### Work task
Work through the material below and tally the lines holding "baseball"; only the tally should be returned.
+ + +
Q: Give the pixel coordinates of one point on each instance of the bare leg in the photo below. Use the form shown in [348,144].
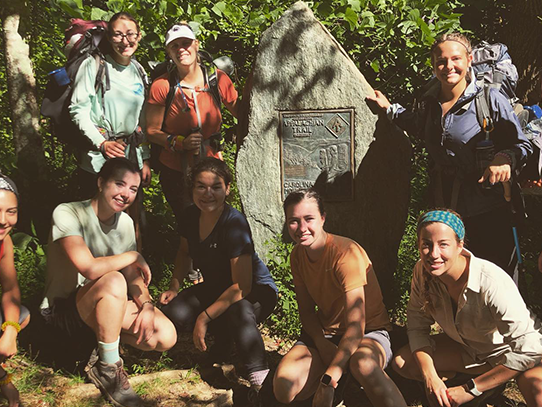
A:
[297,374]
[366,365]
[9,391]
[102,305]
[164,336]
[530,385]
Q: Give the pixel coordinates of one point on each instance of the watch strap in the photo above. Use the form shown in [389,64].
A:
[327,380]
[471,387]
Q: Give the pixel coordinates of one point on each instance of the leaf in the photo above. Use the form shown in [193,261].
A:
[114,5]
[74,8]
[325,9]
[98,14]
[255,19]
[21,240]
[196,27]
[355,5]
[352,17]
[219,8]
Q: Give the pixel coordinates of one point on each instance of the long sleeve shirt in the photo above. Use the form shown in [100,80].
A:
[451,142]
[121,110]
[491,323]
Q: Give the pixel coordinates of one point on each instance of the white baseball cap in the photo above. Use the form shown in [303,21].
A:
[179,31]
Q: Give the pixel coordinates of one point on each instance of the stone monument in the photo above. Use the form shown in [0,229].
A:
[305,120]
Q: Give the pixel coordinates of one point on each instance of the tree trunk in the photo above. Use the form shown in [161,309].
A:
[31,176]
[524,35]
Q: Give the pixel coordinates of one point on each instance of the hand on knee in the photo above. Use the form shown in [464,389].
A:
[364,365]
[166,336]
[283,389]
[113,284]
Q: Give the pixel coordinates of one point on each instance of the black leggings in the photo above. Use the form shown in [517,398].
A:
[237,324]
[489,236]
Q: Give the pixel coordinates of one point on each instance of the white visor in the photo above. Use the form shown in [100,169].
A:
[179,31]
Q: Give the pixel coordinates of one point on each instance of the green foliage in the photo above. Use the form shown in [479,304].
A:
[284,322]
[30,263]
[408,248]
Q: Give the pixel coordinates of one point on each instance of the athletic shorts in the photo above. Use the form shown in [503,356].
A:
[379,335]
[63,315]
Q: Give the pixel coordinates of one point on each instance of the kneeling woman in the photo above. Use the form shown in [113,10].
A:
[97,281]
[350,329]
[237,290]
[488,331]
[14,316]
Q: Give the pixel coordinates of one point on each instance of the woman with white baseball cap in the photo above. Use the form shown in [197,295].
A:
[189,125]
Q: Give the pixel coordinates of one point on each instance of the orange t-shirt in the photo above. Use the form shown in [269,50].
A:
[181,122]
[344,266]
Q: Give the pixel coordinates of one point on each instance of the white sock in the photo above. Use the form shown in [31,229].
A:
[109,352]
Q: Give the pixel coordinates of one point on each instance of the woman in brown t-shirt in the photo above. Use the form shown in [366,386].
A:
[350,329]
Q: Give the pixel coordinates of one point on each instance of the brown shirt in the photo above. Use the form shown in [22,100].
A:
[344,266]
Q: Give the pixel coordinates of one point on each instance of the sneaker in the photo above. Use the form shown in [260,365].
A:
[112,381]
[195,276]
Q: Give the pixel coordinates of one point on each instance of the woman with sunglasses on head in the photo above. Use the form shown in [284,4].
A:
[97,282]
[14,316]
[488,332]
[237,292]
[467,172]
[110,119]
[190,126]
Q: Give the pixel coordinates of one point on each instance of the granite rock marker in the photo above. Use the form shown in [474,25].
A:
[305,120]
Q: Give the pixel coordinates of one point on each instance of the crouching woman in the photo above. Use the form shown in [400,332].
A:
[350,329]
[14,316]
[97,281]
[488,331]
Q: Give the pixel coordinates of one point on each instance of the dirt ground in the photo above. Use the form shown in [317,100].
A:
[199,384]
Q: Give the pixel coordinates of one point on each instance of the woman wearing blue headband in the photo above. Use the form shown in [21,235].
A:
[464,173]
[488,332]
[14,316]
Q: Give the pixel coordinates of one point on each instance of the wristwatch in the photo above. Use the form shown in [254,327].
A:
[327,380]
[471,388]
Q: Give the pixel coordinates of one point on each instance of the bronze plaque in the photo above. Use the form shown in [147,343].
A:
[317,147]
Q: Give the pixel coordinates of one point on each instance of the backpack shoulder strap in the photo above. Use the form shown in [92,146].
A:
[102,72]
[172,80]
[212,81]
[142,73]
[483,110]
+ + +
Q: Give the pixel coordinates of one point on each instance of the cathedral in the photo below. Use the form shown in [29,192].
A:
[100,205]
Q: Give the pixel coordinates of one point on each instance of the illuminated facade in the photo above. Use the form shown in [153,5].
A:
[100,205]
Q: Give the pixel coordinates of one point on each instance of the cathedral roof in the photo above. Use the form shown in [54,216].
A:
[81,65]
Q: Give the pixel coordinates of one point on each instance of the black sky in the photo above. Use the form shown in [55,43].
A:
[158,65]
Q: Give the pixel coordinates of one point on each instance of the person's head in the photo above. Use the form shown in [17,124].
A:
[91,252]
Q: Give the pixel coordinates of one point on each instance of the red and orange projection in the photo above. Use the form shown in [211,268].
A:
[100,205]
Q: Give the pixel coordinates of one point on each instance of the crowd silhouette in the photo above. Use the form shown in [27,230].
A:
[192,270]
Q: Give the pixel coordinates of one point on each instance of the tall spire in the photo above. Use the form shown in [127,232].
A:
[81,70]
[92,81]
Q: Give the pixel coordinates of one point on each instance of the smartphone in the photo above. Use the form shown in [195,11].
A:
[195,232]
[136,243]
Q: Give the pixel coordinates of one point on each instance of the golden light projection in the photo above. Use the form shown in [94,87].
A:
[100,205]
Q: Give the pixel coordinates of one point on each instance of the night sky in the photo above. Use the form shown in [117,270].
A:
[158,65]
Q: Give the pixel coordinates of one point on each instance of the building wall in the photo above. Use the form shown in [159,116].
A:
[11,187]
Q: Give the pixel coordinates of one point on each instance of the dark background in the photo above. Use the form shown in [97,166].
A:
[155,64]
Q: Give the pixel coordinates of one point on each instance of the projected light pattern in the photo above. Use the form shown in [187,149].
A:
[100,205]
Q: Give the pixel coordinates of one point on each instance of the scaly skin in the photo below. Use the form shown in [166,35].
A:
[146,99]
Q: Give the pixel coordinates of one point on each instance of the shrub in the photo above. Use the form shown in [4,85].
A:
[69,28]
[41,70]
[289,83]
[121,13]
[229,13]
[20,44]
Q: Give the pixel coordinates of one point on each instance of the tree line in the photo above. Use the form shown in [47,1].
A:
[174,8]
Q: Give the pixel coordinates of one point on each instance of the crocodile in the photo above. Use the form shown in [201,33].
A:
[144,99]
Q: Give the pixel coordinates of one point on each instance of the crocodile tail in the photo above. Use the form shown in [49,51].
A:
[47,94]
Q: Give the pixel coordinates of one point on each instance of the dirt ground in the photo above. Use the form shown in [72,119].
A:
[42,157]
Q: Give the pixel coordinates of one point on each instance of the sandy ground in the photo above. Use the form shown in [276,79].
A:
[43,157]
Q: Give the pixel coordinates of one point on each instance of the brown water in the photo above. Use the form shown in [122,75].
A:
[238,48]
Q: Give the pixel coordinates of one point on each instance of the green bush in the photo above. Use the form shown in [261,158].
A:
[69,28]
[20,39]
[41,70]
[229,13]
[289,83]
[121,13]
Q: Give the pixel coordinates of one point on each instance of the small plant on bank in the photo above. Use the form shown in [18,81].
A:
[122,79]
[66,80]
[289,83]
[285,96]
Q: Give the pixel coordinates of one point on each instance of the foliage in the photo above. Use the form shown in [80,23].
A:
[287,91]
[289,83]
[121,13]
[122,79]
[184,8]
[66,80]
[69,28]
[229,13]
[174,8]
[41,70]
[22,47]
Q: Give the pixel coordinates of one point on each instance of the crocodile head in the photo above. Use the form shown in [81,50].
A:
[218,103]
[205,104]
+ + +
### Task answer
2